8 mindset matras to make you unbeatable
To be successful most of us will be in a constant battle with ourselves. Every day we will be having an internal dialogue with ourselves that determines what we think, what we feel and what we will achieve. Life is a rollercoaster, some days we are down on ourselves and others we are flying high, believing we can achieve anything. We can't be feeling up every day, but on the days we are down, we need to be reminded of these mantras and build ourselves back up.
To be successful we have to have the right mindset. We need to be telling ourselves positive things more often than we are telling ourselves negative things.
According to James Clear, an entrepreneur and writer for the Huffington Post, research is beginning to reveal that positive thinking is about much more than just being happy or displaying an upbeat attitude. Positive thoughts can actually create real value in your life and help you build skills that last much longer than a smile.
Here is a list of eight successful mindset mantras that you should say to yourself every morning. Print them out and have them on your desk. Refer to them when you are having a crappy day.
1. Believe in yourself - {Stop doubting yourself}
Successful people believe in themselves. They believe that they can achieve anything. They have a go-getter attitude that empowers them to take on challenges. They enjoy the journey and believe that they will grow and learn from it, no matter the outcome. Truly successful people are different to you. They just believed they could.
2. Think positive thoughts - {Stop thinking negative thoughts}
You get what you focus on. If all your focus on is the negative then that is what will eventuate. "It's like a needle in a groove," says Guy Winch, Ph.D., psychologist and author of Emotional First Aid: Practical Strategies for Treating Failure, Rejection, Guilt and Other Everyday Psychological Injuries. "As the groove gets deeper and deeper, the needle has a harder time getting out of the groove." What's more, rumination can actually make you more angry or upset than you were originally, because the issue becomes magnified in your mind.
So instead think positive thoughts. Get into the groove of thinking about and visualising yourself being happy first and then visualise what success means to you.
3. Believe there is no such thing as failure - {Stop having a fear of failure}
Fear of failure is when we allow fear to stop us doing the things that can move us forward to achieve our goals. We can choose to see failure as "the end of the world," or as proof of just how inadequate we are. Or, we can look at failure as the incredible learning experience that it often is.

Exercise brief: Continue the article on mindset mantras from the point where it stops.

(Photo-based point labeling data)
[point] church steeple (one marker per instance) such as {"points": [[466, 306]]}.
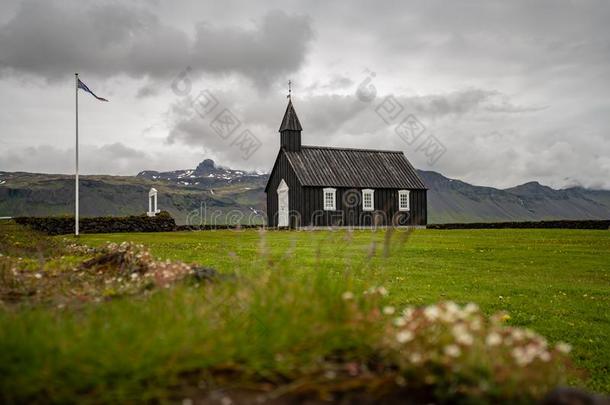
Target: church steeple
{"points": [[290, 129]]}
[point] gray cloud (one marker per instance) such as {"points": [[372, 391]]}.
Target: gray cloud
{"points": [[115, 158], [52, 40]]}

Reply to the task:
So stop believing that everything is binary, that there is either success or failure. Instead believe that no matter the outcome you will learn from the process, develop new skills, meet new people, and have small wins along the way that should be acknowledged and embraced!
4. Accept responsibility - {Stop criticising others}
Don't play the blame game. Often when things aren't going well for us, we turn around and criticism others. Sometime we do this to make ourselves feel better expect that it doesn't actually make us feel better. There are lots of reasons why we criticise others. In the context of success it is often because we feel threatened by other people's competence, attractiveness, etc. so they are trying to level the playing field. We also criticise when we feel insecure and are overcompensating.
Before you criticise others, stop. Think about your motivation for criticising that person. Is there something that you need to accept responsibility for? Is there something you're not dealing with? Address with yourself first, why you have these thoughts and feelings and do something about them. Respect yourself by respecting others. Honor and love yourself and you will never dishonor or hate another.
5. Speak kind words to yourself - {Stop negative self-talk}
Excessive self-criticism tends to backfire, because it leads us to focus on our so-called failures instead of the “small ways that we could have improved,” says psychologist Tamar E. Chansky, PhD, author of Freeing Yourself From Anxiety.
Instead try speaking kind words to yourself. Speak to yourself like you would speak to your best friend. If you wouldn't say it to your best friend, don't say it to yourself. Another thing that can help is relaxing your standards. Don't be a perfectionist. Perfectionists never win, so stop holding yourself to unattainable standards.
If you are really prone to this one - see this article for some awesome tips on how to stop negative self-talk.
6. Stop procrastination - Get started
Stop procrastinating, start doing. Stop wondering and start experiencing. Don't live with regret. Get out there and do, do. This is sometimes easier said than done. So how do you actually start doing when all you want to do is put it off..again. Here are a few quick tips. Break the task into smaller, manageable bits. Change your environment. Find a new invigorating place to work. Create a detailed timeline and time block your calendar for it. Remove all the things that normally distract you, like your email or your phone.
Guess what - the sense of achievement you will feel when you actually complete it will be so awesome and worth the hard work!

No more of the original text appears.